> **Task description**
Every entry must come back exactly as it was written.

> **Available records**
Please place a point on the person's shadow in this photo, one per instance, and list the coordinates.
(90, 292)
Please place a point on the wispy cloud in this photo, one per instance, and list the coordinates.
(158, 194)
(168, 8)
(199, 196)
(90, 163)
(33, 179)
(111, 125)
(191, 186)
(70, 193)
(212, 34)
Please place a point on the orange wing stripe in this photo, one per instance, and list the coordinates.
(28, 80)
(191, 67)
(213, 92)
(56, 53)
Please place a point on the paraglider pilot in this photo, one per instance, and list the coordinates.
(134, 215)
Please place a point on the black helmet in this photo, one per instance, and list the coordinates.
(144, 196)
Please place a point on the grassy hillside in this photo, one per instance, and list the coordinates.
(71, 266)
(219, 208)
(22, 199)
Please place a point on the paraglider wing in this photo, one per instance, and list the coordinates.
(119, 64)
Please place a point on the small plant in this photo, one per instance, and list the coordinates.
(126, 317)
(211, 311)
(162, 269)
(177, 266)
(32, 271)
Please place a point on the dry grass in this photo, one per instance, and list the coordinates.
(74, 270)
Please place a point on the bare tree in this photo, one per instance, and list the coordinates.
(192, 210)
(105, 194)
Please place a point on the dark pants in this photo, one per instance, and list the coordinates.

> **Answer to the exercise**
Please place a point on the person's shadow in this photo, one per instance, and list the coordinates.
(90, 292)
Please place a point on the wispy cloud in this photo, one per instance, and list the coordinates.
(158, 194)
(168, 8)
(199, 196)
(90, 163)
(33, 179)
(111, 125)
(191, 186)
(70, 193)
(212, 34)
Please place a point on the orange wing stripe in this photo, one per instance, and list the coordinates.
(28, 80)
(191, 67)
(213, 92)
(56, 53)
Please place a point on the paraglider pilot in this photo, one per instance, and list the coordinates.
(134, 215)
Please place a point on the black helmet in this photo, one per instance, and list the coordinates.
(144, 196)
Please place a point on the grassy hillside in this photo, one per instance, and list the coordinates.
(71, 266)
(219, 208)
(22, 199)
Please place a point on the paraglider wing in this photo, one per instance, and list the coordinates.
(119, 64)
Please place a point on the small plant in this photo, one per instance, and list the coordinates.
(126, 317)
(211, 311)
(162, 269)
(177, 266)
(32, 271)
Please place a point on the dry grass in this photo, one per instance, and list the coordinates.
(74, 270)
Please place a point on the bare tree in this photo, one per instance, and list the coordinates.
(192, 210)
(105, 194)
Please place a point on the dark pants in this photo, one per instance, and list the coordinates.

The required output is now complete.